Dataset entries

[START]

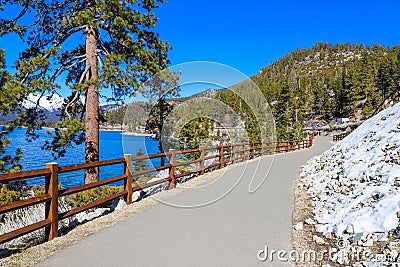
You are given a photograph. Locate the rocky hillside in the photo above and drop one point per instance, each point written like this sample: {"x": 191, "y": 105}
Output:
{"x": 327, "y": 81}
{"x": 355, "y": 188}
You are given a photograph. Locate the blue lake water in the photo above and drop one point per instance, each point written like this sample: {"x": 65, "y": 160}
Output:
{"x": 112, "y": 145}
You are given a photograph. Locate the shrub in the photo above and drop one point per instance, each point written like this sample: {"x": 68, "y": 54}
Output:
{"x": 87, "y": 196}
{"x": 8, "y": 196}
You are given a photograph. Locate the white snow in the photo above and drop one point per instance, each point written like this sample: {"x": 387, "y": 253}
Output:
{"x": 48, "y": 102}
{"x": 366, "y": 170}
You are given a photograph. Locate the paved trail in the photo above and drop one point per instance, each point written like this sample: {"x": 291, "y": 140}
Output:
{"x": 227, "y": 232}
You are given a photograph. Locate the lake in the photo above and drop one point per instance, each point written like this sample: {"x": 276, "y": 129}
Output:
{"x": 113, "y": 144}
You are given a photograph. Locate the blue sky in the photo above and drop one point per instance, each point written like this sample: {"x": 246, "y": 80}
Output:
{"x": 248, "y": 35}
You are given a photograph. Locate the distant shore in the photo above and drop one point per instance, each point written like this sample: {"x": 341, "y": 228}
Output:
{"x": 139, "y": 134}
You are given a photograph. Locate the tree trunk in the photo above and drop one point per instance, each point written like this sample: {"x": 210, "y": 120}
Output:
{"x": 92, "y": 103}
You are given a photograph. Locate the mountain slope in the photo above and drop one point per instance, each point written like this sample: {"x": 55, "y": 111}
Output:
{"x": 355, "y": 185}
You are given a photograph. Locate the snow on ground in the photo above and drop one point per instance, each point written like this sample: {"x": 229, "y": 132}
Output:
{"x": 355, "y": 185}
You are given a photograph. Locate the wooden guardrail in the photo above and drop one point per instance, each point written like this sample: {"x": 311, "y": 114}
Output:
{"x": 338, "y": 137}
{"x": 226, "y": 154}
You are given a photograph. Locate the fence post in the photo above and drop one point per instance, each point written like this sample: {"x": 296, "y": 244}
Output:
{"x": 128, "y": 179}
{"x": 51, "y": 212}
{"x": 172, "y": 169}
{"x": 202, "y": 153}
{"x": 233, "y": 153}
{"x": 221, "y": 156}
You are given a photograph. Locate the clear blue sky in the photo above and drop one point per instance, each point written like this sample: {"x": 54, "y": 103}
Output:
{"x": 250, "y": 34}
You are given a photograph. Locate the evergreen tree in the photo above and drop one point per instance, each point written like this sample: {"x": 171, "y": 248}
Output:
{"x": 158, "y": 90}
{"x": 140, "y": 164}
{"x": 118, "y": 52}
{"x": 9, "y": 98}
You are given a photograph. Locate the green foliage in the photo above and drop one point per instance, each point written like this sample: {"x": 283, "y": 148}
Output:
{"x": 158, "y": 89}
{"x": 87, "y": 196}
{"x": 327, "y": 82}
{"x": 55, "y": 56}
{"x": 194, "y": 133}
{"x": 8, "y": 196}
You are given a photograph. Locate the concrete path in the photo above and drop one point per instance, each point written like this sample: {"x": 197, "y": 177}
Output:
{"x": 228, "y": 231}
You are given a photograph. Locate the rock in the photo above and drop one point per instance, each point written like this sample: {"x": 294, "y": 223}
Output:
{"x": 117, "y": 204}
{"x": 299, "y": 226}
{"x": 349, "y": 229}
{"x": 318, "y": 240}
{"x": 368, "y": 243}
{"x": 310, "y": 221}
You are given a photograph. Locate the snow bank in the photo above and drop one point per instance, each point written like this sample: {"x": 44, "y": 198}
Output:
{"x": 355, "y": 185}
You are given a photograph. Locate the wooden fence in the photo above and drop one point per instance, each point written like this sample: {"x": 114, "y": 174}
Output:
{"x": 226, "y": 155}
{"x": 338, "y": 137}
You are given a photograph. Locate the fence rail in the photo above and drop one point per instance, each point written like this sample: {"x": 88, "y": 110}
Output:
{"x": 225, "y": 155}
{"x": 338, "y": 137}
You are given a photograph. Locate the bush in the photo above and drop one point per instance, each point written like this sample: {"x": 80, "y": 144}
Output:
{"x": 8, "y": 196}
{"x": 87, "y": 196}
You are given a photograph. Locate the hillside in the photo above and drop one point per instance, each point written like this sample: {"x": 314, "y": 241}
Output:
{"x": 312, "y": 87}
{"x": 355, "y": 187}
{"x": 327, "y": 82}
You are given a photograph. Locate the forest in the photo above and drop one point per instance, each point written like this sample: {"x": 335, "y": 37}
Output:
{"x": 318, "y": 84}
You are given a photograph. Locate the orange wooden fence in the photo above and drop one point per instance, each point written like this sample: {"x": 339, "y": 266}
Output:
{"x": 226, "y": 154}
{"x": 338, "y": 137}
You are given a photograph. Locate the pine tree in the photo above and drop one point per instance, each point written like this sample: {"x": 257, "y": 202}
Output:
{"x": 159, "y": 89}
{"x": 9, "y": 98}
{"x": 118, "y": 52}
{"x": 140, "y": 164}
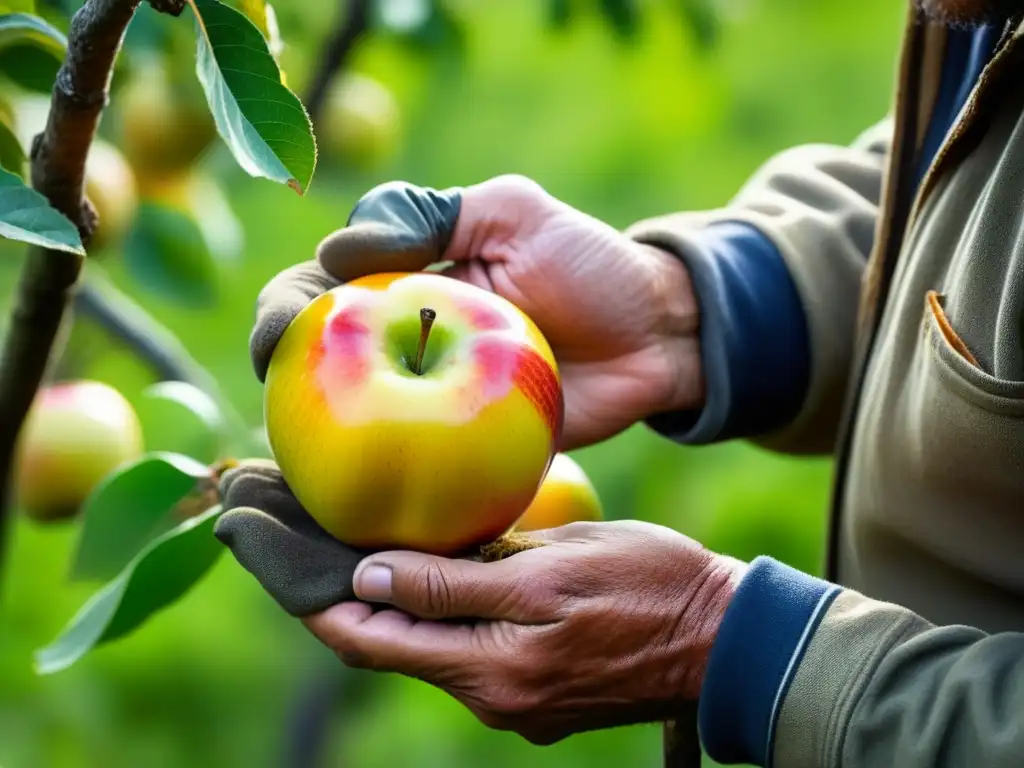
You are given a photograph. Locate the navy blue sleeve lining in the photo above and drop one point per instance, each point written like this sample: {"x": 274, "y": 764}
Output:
{"x": 754, "y": 340}
{"x": 763, "y": 637}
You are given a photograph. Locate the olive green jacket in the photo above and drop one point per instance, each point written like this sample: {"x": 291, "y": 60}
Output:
{"x": 913, "y": 299}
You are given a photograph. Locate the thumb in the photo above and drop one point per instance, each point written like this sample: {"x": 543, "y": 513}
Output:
{"x": 434, "y": 588}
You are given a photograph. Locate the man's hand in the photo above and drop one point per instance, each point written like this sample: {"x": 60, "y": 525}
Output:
{"x": 620, "y": 315}
{"x": 607, "y": 624}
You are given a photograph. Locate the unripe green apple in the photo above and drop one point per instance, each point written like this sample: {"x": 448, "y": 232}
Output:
{"x": 165, "y": 124}
{"x": 361, "y": 121}
{"x": 565, "y": 496}
{"x": 110, "y": 185}
{"x": 413, "y": 411}
{"x": 76, "y": 433}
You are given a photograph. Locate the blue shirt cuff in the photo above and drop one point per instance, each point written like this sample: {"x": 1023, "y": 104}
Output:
{"x": 755, "y": 346}
{"x": 765, "y": 631}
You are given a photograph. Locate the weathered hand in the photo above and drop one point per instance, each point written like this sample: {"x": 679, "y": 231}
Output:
{"x": 621, "y": 316}
{"x": 607, "y": 624}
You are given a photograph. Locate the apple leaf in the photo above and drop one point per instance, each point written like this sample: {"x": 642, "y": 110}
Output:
{"x": 17, "y": 29}
{"x": 160, "y": 576}
{"x": 26, "y": 215}
{"x": 559, "y": 13}
{"x": 11, "y": 155}
{"x": 31, "y": 50}
{"x": 129, "y": 509}
{"x": 166, "y": 253}
{"x": 264, "y": 124}
{"x": 17, "y": 6}
{"x": 183, "y": 419}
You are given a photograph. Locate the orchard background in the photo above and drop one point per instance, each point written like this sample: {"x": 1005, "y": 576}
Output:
{"x": 623, "y": 117}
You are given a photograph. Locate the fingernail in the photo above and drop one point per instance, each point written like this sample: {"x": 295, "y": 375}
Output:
{"x": 374, "y": 583}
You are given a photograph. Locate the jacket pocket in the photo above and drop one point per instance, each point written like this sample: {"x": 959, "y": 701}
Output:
{"x": 960, "y": 371}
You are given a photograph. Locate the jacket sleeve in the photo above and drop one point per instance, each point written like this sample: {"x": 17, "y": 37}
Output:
{"x": 777, "y": 278}
{"x": 807, "y": 674}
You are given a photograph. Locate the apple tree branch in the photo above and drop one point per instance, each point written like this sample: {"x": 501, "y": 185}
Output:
{"x": 336, "y": 53}
{"x": 58, "y": 154}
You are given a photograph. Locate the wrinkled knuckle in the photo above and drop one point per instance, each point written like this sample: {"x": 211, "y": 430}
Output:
{"x": 510, "y": 704}
{"x": 436, "y": 590}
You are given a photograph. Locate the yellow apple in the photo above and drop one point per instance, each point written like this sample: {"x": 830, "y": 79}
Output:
{"x": 360, "y": 123}
{"x": 110, "y": 185}
{"x": 565, "y": 496}
{"x": 165, "y": 124}
{"x": 413, "y": 411}
{"x": 76, "y": 434}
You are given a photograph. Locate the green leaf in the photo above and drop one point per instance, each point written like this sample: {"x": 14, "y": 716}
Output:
{"x": 17, "y": 6}
{"x": 27, "y": 216}
{"x": 11, "y": 155}
{"x": 623, "y": 15}
{"x": 157, "y": 578}
{"x": 702, "y": 20}
{"x": 559, "y": 13}
{"x": 265, "y": 126}
{"x": 167, "y": 253}
{"x": 19, "y": 29}
{"x": 131, "y": 508}
{"x": 180, "y": 418}
{"x": 31, "y": 50}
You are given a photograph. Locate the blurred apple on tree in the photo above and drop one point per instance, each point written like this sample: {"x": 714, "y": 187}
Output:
{"x": 361, "y": 121}
{"x": 76, "y": 434}
{"x": 565, "y": 496}
{"x": 110, "y": 185}
{"x": 164, "y": 124}
{"x": 413, "y": 411}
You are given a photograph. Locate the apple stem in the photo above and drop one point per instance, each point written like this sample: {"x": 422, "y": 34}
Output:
{"x": 427, "y": 316}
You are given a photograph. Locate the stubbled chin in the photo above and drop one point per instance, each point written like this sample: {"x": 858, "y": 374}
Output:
{"x": 971, "y": 12}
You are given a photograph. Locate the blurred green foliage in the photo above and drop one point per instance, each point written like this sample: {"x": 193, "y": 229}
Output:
{"x": 621, "y": 131}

[END]

AIM OF THE EXERCISE:
Exactly reproduce the lines beginning with the one that contains "You are given a photograph. Locate the green leaf" and ending with the last line of the material, both included. Leave out everything else.

SOLUTION FOR THIS PROBLEM:
You are given a photograph. Locate the green leaf in the photo above and drop one point per instance, each point written like this sample: {"x": 14, "y": 716}
Output:
{"x": 17, "y": 6}
{"x": 27, "y": 216}
{"x": 11, "y": 155}
{"x": 623, "y": 15}
{"x": 157, "y": 578}
{"x": 702, "y": 20}
{"x": 559, "y": 13}
{"x": 265, "y": 126}
{"x": 167, "y": 253}
{"x": 19, "y": 29}
{"x": 131, "y": 508}
{"x": 180, "y": 418}
{"x": 31, "y": 50}
You are given a photograph. Locate the blurred apple on tree in the photo above and drop one point per instance, each point written like this sample: {"x": 714, "y": 187}
Output:
{"x": 361, "y": 121}
{"x": 76, "y": 434}
{"x": 565, "y": 496}
{"x": 110, "y": 185}
{"x": 164, "y": 124}
{"x": 413, "y": 411}
You are given a photograph. Locate the apple stem in the photo above and drop one point per instance, each point written like this sample: {"x": 422, "y": 34}
Output:
{"x": 427, "y": 316}
You are given a photograph. Locate the stubbled chin in the photo above and drop one point per instance, each point written like this sample: {"x": 858, "y": 374}
Output:
{"x": 971, "y": 12}
You are given a photograph. Locate the blurred green foliage in the photo above and drop one point per instance, each point written like this sample: {"x": 193, "y": 229}
Output:
{"x": 621, "y": 131}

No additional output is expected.